** Start DATA ROWS **
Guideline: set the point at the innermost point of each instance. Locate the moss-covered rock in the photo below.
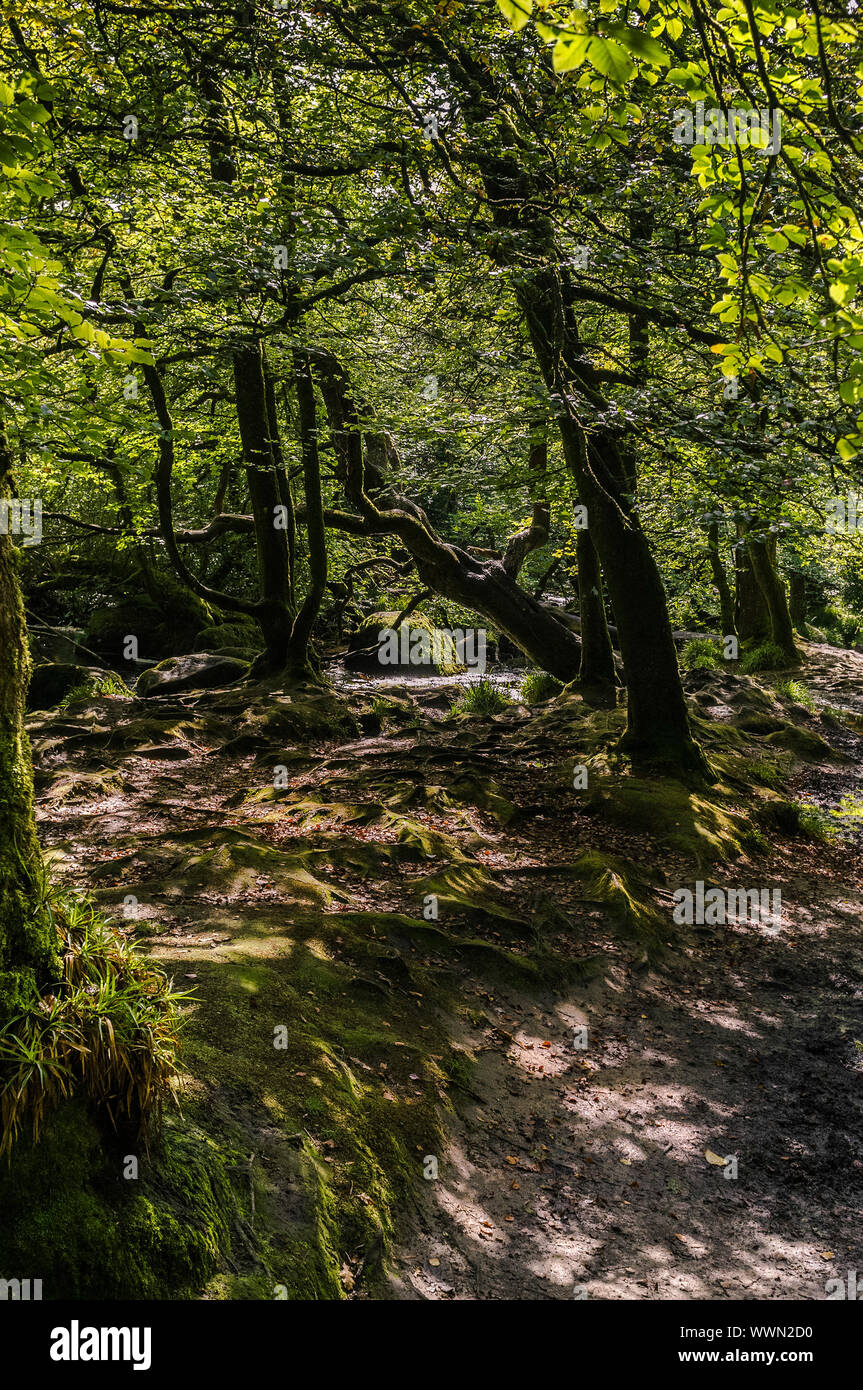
(189, 673)
(416, 647)
(71, 1218)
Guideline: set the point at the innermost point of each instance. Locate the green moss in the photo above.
(696, 823)
(702, 653)
(538, 685)
(70, 1218)
(766, 656)
(613, 884)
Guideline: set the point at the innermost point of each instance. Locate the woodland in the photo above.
(431, 649)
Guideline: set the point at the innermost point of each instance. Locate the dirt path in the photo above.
(571, 1172)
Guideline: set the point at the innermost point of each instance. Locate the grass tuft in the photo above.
(109, 1029)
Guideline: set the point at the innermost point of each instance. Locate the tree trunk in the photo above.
(273, 610)
(770, 584)
(720, 580)
(316, 533)
(363, 464)
(28, 947)
(596, 655)
(796, 603)
(751, 613)
(658, 726)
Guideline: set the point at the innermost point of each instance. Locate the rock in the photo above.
(53, 681)
(200, 670)
(220, 635)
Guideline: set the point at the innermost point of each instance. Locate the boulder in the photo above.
(199, 672)
(52, 681)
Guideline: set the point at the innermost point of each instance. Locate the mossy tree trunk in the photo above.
(28, 952)
(720, 580)
(299, 655)
(776, 599)
(596, 653)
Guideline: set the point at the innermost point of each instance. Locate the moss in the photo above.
(246, 635)
(538, 687)
(364, 649)
(613, 884)
(803, 744)
(766, 656)
(70, 1218)
(696, 823)
(702, 653)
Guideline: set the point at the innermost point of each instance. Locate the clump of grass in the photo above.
(107, 684)
(701, 653)
(109, 1029)
(795, 691)
(766, 656)
(539, 685)
(481, 698)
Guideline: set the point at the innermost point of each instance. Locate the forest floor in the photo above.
(563, 1172)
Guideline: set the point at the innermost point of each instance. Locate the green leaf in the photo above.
(570, 53)
(609, 59)
(517, 11)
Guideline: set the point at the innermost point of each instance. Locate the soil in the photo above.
(601, 1171)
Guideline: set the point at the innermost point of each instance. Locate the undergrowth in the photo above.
(107, 1030)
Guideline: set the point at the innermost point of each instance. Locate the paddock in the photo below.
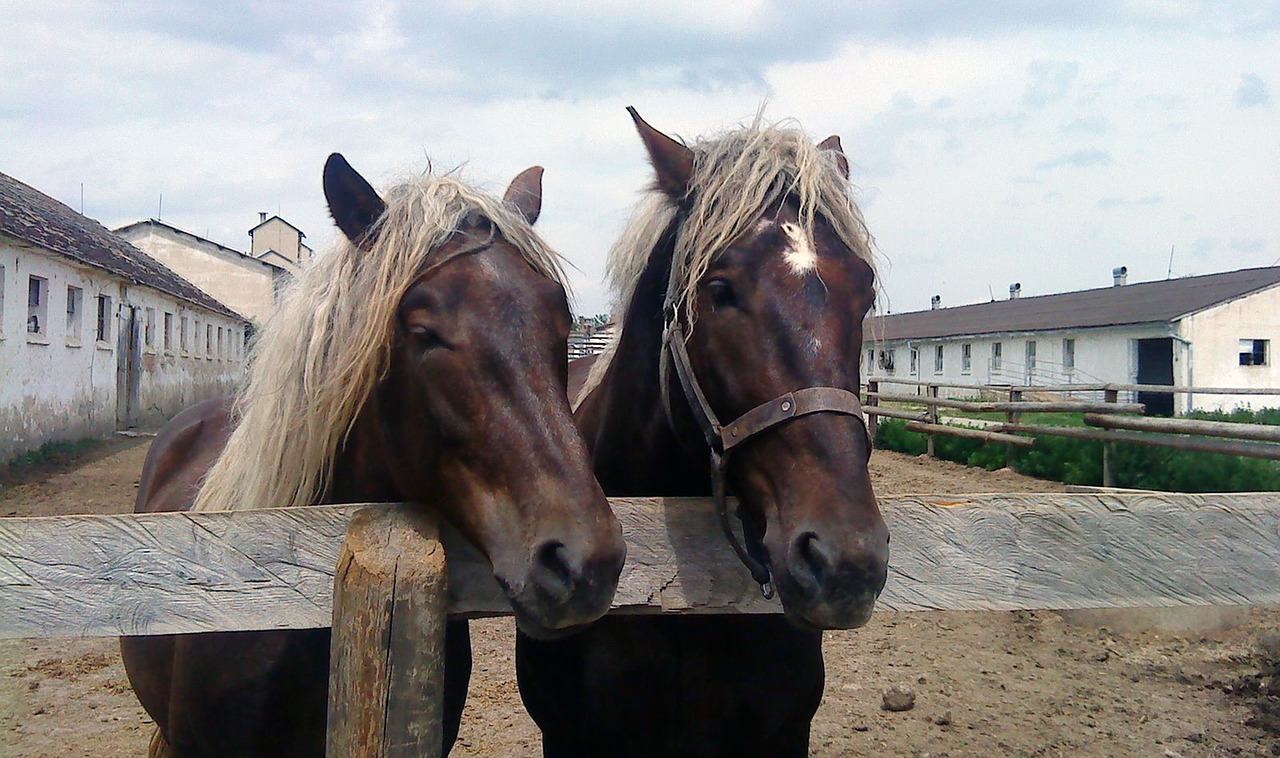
** End DATA ROWS **
■ AIM ■
Replace every "photo" with "image" across all the records and change nothing else. Omit the pictures from your answer.

■ RESPONSE TO THE EXERCISE ■
Guideline: set the point at the innermost point of each instance. Locate the moss-covered rock in the image below.
(189, 673)
(416, 647)
(71, 1218)
Guideline: set the point at the innermost point of each instance. Locate the green moss in the image above.
(696, 823)
(702, 653)
(538, 685)
(70, 1218)
(766, 656)
(613, 884)
Guideline: set the point at the innermost point of each instance. Locate the woodland in the image above.
(431, 649)
Guideline: set the point at the innermost point of each instance. Locate the dirt path in the image above.
(571, 1172)
Guideline: set the point at the innermost point of each instance. Locate the grass tuft in the image above.
(109, 1029)
Guideline: set the point at the innermost point of each instance. Locate the tree trunk in the image above.
(273, 610)
(770, 584)
(720, 580)
(316, 533)
(363, 464)
(28, 947)
(596, 655)
(796, 603)
(751, 613)
(658, 726)
Guideline: set the point at the innermost point of each instance. Locate the rock in the image above.
(53, 681)
(200, 670)
(220, 635)
Guideline: set the point at the innermost point of each instance. Locate the boulder in the image above.
(199, 672)
(52, 681)
Guideline: set the point at the innermost point of each instance. Locate the mossy tree trunk in the image above.
(28, 952)
(720, 580)
(299, 655)
(776, 599)
(596, 653)
Guideline: set the point at the innermost point of each instance. Locate the moss in the image above.
(246, 635)
(538, 687)
(364, 649)
(613, 884)
(803, 744)
(766, 656)
(70, 1218)
(696, 823)
(702, 653)
Guideline: set the point at the innermost point of each instance. Locate the clump of grass in the image above.
(107, 684)
(701, 653)
(109, 1029)
(795, 691)
(766, 656)
(539, 685)
(481, 698)
Guideline: set the point at the innermost point of each instance. Locate the forest floor in the image above.
(563, 1172)
Guideline: set the point at the innermost point of each instance. Locate the green leaf in the image above.
(570, 53)
(609, 59)
(517, 11)
Guideline: set the point at the innermost point of each instance. Locate the soil in the image above.
(601, 1171)
Guideline: set the point at the innermost point of each instance. Locate the undergrowth in the image above.
(107, 1030)
Guideline: set the point at the innermost point of each instance. Locate the paddock in the image below.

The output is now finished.